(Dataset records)
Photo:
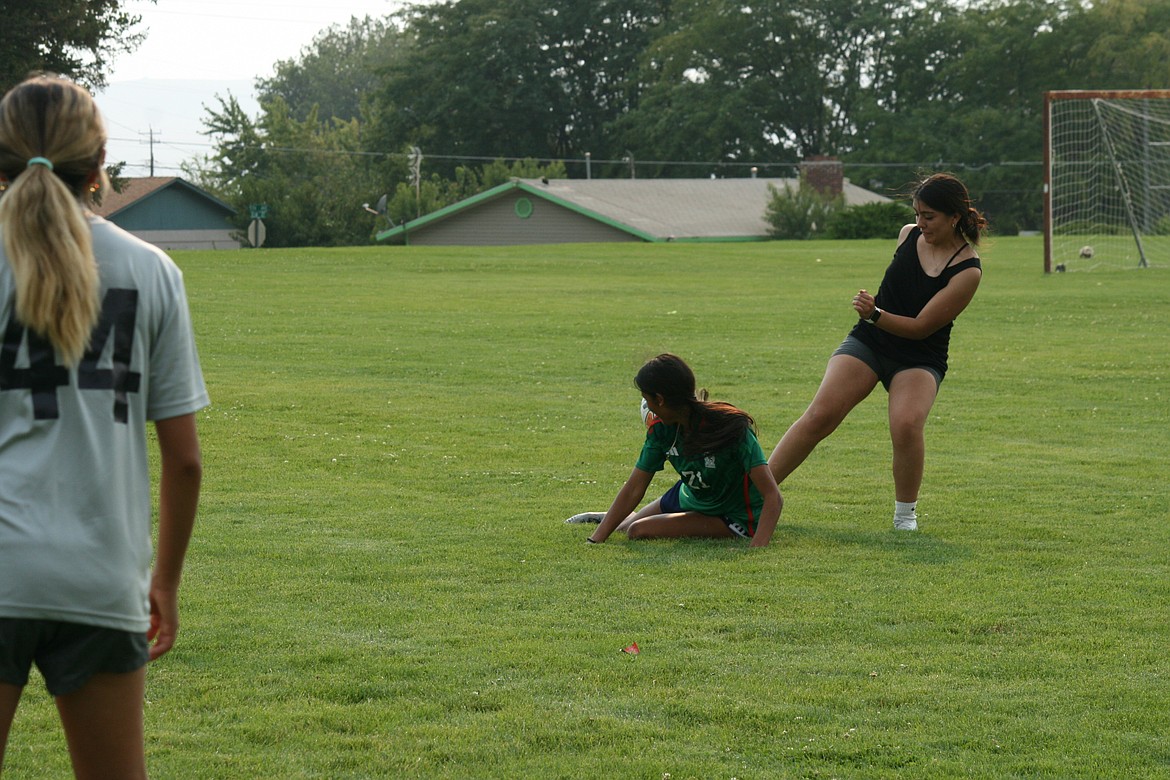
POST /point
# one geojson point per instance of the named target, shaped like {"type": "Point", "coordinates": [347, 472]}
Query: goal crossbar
{"type": "Point", "coordinates": [1102, 158]}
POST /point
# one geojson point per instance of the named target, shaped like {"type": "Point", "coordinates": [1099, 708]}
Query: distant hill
{"type": "Point", "coordinates": [170, 110]}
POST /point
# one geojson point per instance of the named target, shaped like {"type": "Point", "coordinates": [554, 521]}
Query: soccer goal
{"type": "Point", "coordinates": [1107, 179]}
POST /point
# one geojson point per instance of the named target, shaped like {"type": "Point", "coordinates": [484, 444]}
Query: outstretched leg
{"type": "Point", "coordinates": [678, 525]}
{"type": "Point", "coordinates": [847, 381]}
{"type": "Point", "coordinates": [912, 394]}
{"type": "Point", "coordinates": [103, 723]}
{"type": "Point", "coordinates": [9, 697]}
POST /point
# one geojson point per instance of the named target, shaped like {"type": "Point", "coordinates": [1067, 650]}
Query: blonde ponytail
{"type": "Point", "coordinates": [50, 146]}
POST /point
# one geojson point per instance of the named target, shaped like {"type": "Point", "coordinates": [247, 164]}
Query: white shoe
{"type": "Point", "coordinates": [586, 517]}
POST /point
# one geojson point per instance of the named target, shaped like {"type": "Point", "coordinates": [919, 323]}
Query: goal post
{"type": "Point", "coordinates": [1107, 179]}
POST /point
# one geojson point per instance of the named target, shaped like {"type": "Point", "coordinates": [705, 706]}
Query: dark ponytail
{"type": "Point", "coordinates": [714, 426]}
{"type": "Point", "coordinates": [944, 193]}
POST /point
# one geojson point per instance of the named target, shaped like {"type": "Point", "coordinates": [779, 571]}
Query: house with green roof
{"type": "Point", "coordinates": [577, 211]}
{"type": "Point", "coordinates": [171, 214]}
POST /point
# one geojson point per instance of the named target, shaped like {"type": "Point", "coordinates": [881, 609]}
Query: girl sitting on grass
{"type": "Point", "coordinates": [725, 489]}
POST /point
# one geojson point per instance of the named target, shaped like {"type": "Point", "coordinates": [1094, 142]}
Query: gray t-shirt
{"type": "Point", "coordinates": [75, 498]}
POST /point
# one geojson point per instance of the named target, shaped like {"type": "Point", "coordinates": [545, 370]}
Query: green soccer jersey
{"type": "Point", "coordinates": [714, 483]}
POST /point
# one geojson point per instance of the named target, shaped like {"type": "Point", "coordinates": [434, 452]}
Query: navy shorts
{"type": "Point", "coordinates": [67, 654]}
{"type": "Point", "coordinates": [881, 365]}
{"type": "Point", "coordinates": [669, 503]}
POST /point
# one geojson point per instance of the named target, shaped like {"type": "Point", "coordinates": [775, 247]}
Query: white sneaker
{"type": "Point", "coordinates": [586, 517]}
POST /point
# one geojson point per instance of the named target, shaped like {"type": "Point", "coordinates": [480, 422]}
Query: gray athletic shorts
{"type": "Point", "coordinates": [882, 366]}
{"type": "Point", "coordinates": [67, 654]}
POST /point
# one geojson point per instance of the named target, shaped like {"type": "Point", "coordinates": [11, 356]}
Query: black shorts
{"type": "Point", "coordinates": [881, 365]}
{"type": "Point", "coordinates": [67, 654]}
{"type": "Point", "coordinates": [670, 504]}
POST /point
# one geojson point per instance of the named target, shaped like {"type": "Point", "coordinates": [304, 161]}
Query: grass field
{"type": "Point", "coordinates": [382, 586]}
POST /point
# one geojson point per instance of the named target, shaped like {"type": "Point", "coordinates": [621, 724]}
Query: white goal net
{"type": "Point", "coordinates": [1107, 193]}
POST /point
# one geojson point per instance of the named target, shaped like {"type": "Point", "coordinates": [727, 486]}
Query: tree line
{"type": "Point", "coordinates": [444, 99]}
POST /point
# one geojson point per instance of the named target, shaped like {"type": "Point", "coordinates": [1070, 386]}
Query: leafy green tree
{"type": "Point", "coordinates": [70, 38]}
{"type": "Point", "coordinates": [800, 212]}
{"type": "Point", "coordinates": [520, 77]}
{"type": "Point", "coordinates": [312, 175]}
{"type": "Point", "coordinates": [770, 82]}
{"type": "Point", "coordinates": [337, 71]}
{"type": "Point", "coordinates": [880, 220]}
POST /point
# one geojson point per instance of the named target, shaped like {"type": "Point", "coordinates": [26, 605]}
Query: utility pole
{"type": "Point", "coordinates": [151, 142]}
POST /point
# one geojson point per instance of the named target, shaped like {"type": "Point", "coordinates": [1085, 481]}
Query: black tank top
{"type": "Point", "coordinates": [904, 290]}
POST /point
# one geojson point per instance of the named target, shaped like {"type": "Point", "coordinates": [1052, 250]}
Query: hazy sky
{"type": "Point", "coordinates": [231, 39]}
{"type": "Point", "coordinates": [194, 50]}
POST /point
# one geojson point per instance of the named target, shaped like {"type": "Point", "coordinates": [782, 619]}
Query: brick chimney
{"type": "Point", "coordinates": [825, 174]}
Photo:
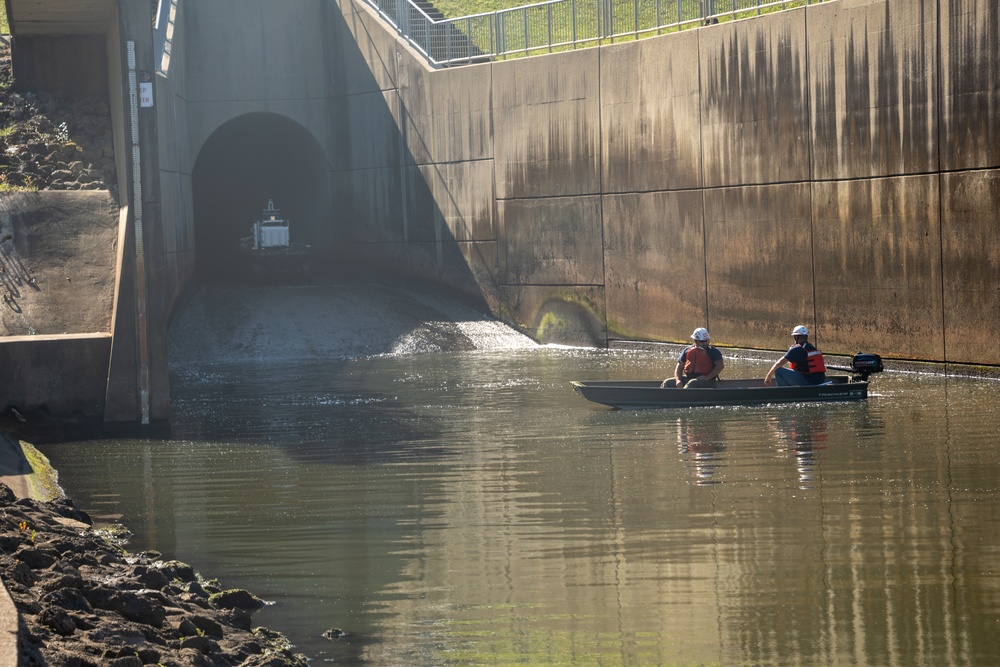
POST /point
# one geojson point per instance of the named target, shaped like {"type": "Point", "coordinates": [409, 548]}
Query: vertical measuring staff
{"type": "Point", "coordinates": [140, 262]}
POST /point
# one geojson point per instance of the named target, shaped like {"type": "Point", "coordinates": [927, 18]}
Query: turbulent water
{"type": "Point", "coordinates": [389, 462]}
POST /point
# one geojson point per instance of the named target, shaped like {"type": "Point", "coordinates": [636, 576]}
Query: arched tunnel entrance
{"type": "Point", "coordinates": [243, 164]}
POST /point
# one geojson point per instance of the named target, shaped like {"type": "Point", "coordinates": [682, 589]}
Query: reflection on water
{"type": "Point", "coordinates": [469, 508]}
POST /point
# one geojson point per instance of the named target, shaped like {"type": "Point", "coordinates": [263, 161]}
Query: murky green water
{"type": "Point", "coordinates": [469, 509]}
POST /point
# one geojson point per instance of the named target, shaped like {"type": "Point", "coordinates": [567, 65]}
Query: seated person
{"type": "Point", "coordinates": [698, 365]}
{"type": "Point", "coordinates": [805, 362]}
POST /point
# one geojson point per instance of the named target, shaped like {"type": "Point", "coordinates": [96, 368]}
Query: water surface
{"type": "Point", "coordinates": [467, 508]}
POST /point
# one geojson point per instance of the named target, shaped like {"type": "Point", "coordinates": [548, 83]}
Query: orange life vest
{"type": "Point", "coordinates": [697, 361]}
{"type": "Point", "coordinates": [814, 361]}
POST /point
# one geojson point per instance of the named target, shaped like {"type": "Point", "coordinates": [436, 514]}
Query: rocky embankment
{"type": "Point", "coordinates": [83, 601]}
{"type": "Point", "coordinates": [53, 141]}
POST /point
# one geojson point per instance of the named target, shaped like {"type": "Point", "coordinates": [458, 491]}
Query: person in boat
{"type": "Point", "coordinates": [806, 365]}
{"type": "Point", "coordinates": [698, 365]}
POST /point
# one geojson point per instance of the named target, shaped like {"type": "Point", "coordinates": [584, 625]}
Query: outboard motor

[ACTIVITY]: Copy out all of the data word for word. Do not carry over any picture.

[EXERCISE SOLUTION]:
Photo:
POST /point
# one geojson point per instance of the named target, shaped like {"type": "Point", "coordinates": [347, 472]}
Query: goal crossbar
{"type": "Point", "coordinates": [1102, 158]}
POST /point
# one geojson point per instance of the named target, shaped like {"type": "Point", "coordinates": [1099, 708]}
Query: distant hill
{"type": "Point", "coordinates": [170, 110]}
POST /point
# one geojson point per instance of the named target, shaped like {"type": "Point", "coordinates": [554, 521]}
Query: soccer goal
{"type": "Point", "coordinates": [1107, 179]}
POST /point
# one geojson point per instance of the named target, shaped like {"type": "Point", "coordinates": [484, 444]}
Query: outstretched leg
{"type": "Point", "coordinates": [678, 525]}
{"type": "Point", "coordinates": [847, 381]}
{"type": "Point", "coordinates": [912, 394]}
{"type": "Point", "coordinates": [103, 723]}
{"type": "Point", "coordinates": [9, 697]}
POST /point
# one geojson point per instance of the named target, shaped like {"type": "Point", "coordinates": [1067, 650]}
Query: blonde ponytail
{"type": "Point", "coordinates": [50, 146]}
POST /point
# one geojson point per instance of the named target, shaped like {"type": "Point", "coordinates": [247, 164]}
Query: white shoe
{"type": "Point", "coordinates": [586, 517]}
POST /point
# one geojson point per instance of the named target, shaped like {"type": "Point", "coordinates": [919, 323]}
Query: goal post
{"type": "Point", "coordinates": [1107, 179]}
POST /point
# one geojson point per instance of the named target, shaped like {"type": "Point", "coordinates": [705, 706]}
Query: dark ponytail
{"type": "Point", "coordinates": [714, 426]}
{"type": "Point", "coordinates": [944, 193]}
POST /point
# one geojson point per instance of the named target, shaped like {"type": "Point", "coordinates": [779, 571]}
Query: house with green roof
{"type": "Point", "coordinates": [577, 211]}
{"type": "Point", "coordinates": [171, 214]}
POST /point
# one geojson point per instance of the named target, shaped like {"type": "Point", "coordinates": [881, 609]}
Query: girl sitting on grass
{"type": "Point", "coordinates": [725, 489]}
POST /point
# one geojson point per instance of the named target, shaped like {"type": "Point", "coordinates": [1094, 142]}
Query: gray t-shirt
{"type": "Point", "coordinates": [75, 498]}
POST /point
# one geojson point per instance of the named target, shaped like {"type": "Point", "coordinates": [545, 370]}
Query: green soccer jersey
{"type": "Point", "coordinates": [714, 483]}
POST /point
# one geojson point per instance of the named target, shaped like {"type": "Point", "coordinates": [434, 452]}
Query: navy shorts
{"type": "Point", "coordinates": [67, 654]}
{"type": "Point", "coordinates": [881, 365]}
{"type": "Point", "coordinates": [669, 503]}
POST /point
# one geojson point per instance of the named target, shaped like {"type": "Point", "coordinates": [775, 247]}
Query: white sneaker
{"type": "Point", "coordinates": [586, 517]}
POST /point
# one geojson point per instance of the named target, shaped like {"type": "Point", "coordinates": [480, 422]}
Query: gray athletic shorts
{"type": "Point", "coordinates": [882, 366]}
{"type": "Point", "coordinates": [67, 654]}
POST /point
# one geojson point per instance of the named target, shaped like {"type": "Point", "coordinates": [11, 356]}
Query: black shorts
{"type": "Point", "coordinates": [881, 365]}
{"type": "Point", "coordinates": [67, 654]}
{"type": "Point", "coordinates": [670, 504]}
POST /point
# one geojson point per instance of the named target, shaped like {"type": "Point", "coordinates": [304, 161]}
Query: grass field
{"type": "Point", "coordinates": [382, 586]}
POST /point
# one geojson point per instance of the named target, shaped like {"type": "Point", "coordinates": [621, 724]}
Query: white goal net
{"type": "Point", "coordinates": [1107, 193]}
POST /point
# one geojson point per instance of the named target, shaped like {"type": "Point", "coordinates": [727, 486]}
Query: tree line
{"type": "Point", "coordinates": [444, 99]}
POST /point
# one geojson point per instance of the named target, shaped like {"type": "Point", "coordinates": [1070, 386]}
Query: leafy green tree
{"type": "Point", "coordinates": [70, 38]}
{"type": "Point", "coordinates": [800, 212]}
{"type": "Point", "coordinates": [520, 77]}
{"type": "Point", "coordinates": [312, 175]}
{"type": "Point", "coordinates": [770, 82]}
{"type": "Point", "coordinates": [337, 71]}
{"type": "Point", "coordinates": [880, 220]}
POST /point
# one geojson point per instance of the named target, shaped like {"type": "Point", "coordinates": [26, 605]}
Query: utility pole
{"type": "Point", "coordinates": [151, 142]}
POST /point
# one geojson point per instance of the named target, shaped like {"type": "Point", "coordinates": [1085, 481]}
Query: black tank top
{"type": "Point", "coordinates": [904, 290]}
POST /point
# one geojson point per instance of the named target, shaped like {"type": "Point", "coordinates": [1052, 250]}
Query: hazy sky
{"type": "Point", "coordinates": [231, 39]}
{"type": "Point", "coordinates": [194, 50]}
POST /point
# one geojson point per instance of the named target, shaped like {"type": "Point", "coordinates": [782, 619]}
Query: brick chimney
{"type": "Point", "coordinates": [825, 174]}
Photo:
POST /point
# one geojson point per instance of the named target, shaped like {"type": "Point", "coordinates": [409, 548]}
Query: vertical measuring staff
{"type": "Point", "coordinates": [140, 262]}
POST /point
# one geojson point per instance of the named target, shaped like {"type": "Point", "coordinates": [927, 18]}
Query: turbulent water
{"type": "Point", "coordinates": [389, 462]}
POST /point
# one geojson point per instance of the named target, shaped like {"type": "Point", "coordinates": [636, 576]}
Query: arched tunnel entrance
{"type": "Point", "coordinates": [243, 164]}
POST /point
# one geojson point per instance of the named target, shaped like {"type": "Point", "coordinates": [682, 589]}
Query: reflection on water
{"type": "Point", "coordinates": [469, 508]}
POST /point
# one geojson point per instance of the named target, shaped like {"type": "Point", "coordinates": [263, 161]}
Query: murky green water
{"type": "Point", "coordinates": [469, 509]}
POST /point
# one geojson point per instance of the named target, shaped like {"type": "Point", "coordinates": [567, 65]}
Query: seated person
{"type": "Point", "coordinates": [698, 365]}
{"type": "Point", "coordinates": [805, 362]}
POST /point
# one geojson point per instance of the named target, shaped like {"type": "Point", "coordinates": [96, 368]}
Query: water surface
{"type": "Point", "coordinates": [467, 508]}
POST /point
# one geojson point per instance of the named target, shaped like {"type": "Point", "coordinates": [548, 83]}
Query: orange life vest
{"type": "Point", "coordinates": [697, 361]}
{"type": "Point", "coordinates": [814, 361]}
POST /point
# one geojson point per instance of the named target, shaped like {"type": "Point", "coordinates": [436, 514]}
Query: rocky embankment
{"type": "Point", "coordinates": [83, 601]}
{"type": "Point", "coordinates": [53, 141]}
POST /point
# one geojson point per instance of the named target, shaped like {"type": "Point", "coordinates": [458, 491]}
Query: person in boat
{"type": "Point", "coordinates": [806, 365]}
{"type": "Point", "coordinates": [698, 365]}
POST /point
# one geojson point per instance of the named target, shaped like {"type": "Point", "coordinates": [584, 625]}
Query: outboard motor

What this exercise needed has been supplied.